▶ **WHAT TO DO**
Determine the number of lines in the listing below in which the word "background" is present, and state it without comment.

▶ **EXERCISE MATERIALS**
--- START ---
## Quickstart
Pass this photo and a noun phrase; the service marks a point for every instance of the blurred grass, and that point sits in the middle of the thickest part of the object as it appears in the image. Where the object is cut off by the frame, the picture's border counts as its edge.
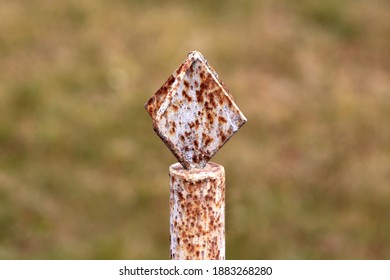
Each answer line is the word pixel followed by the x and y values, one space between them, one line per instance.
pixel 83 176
--- END ---
--- START ---
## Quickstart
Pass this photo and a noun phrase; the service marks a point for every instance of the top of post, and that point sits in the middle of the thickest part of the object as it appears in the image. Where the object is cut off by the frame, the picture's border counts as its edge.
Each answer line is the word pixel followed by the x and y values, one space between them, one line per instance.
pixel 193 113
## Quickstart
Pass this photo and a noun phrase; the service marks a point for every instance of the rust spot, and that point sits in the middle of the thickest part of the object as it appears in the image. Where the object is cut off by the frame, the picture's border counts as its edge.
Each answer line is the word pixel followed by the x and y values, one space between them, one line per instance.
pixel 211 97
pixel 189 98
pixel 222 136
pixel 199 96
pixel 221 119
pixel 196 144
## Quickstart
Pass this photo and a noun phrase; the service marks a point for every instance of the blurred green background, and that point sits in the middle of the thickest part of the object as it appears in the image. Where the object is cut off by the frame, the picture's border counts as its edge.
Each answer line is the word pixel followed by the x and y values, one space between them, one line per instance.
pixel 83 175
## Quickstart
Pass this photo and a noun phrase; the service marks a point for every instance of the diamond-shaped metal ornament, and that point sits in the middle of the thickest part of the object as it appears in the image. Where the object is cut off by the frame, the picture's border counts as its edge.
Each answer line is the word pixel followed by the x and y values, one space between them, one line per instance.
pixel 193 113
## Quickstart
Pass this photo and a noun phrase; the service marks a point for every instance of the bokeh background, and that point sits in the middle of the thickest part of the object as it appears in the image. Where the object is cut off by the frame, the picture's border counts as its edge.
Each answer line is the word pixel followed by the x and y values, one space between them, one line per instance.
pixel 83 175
--- END ---
--- START ---
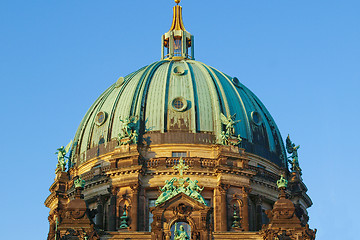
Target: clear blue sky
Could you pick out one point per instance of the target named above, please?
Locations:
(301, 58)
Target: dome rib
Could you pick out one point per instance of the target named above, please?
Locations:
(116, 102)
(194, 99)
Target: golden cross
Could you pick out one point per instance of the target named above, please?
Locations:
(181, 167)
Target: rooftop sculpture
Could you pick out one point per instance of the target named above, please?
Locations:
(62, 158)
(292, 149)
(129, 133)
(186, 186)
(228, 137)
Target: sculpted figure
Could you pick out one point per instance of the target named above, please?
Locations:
--- END ---
▶ **REPLY**
2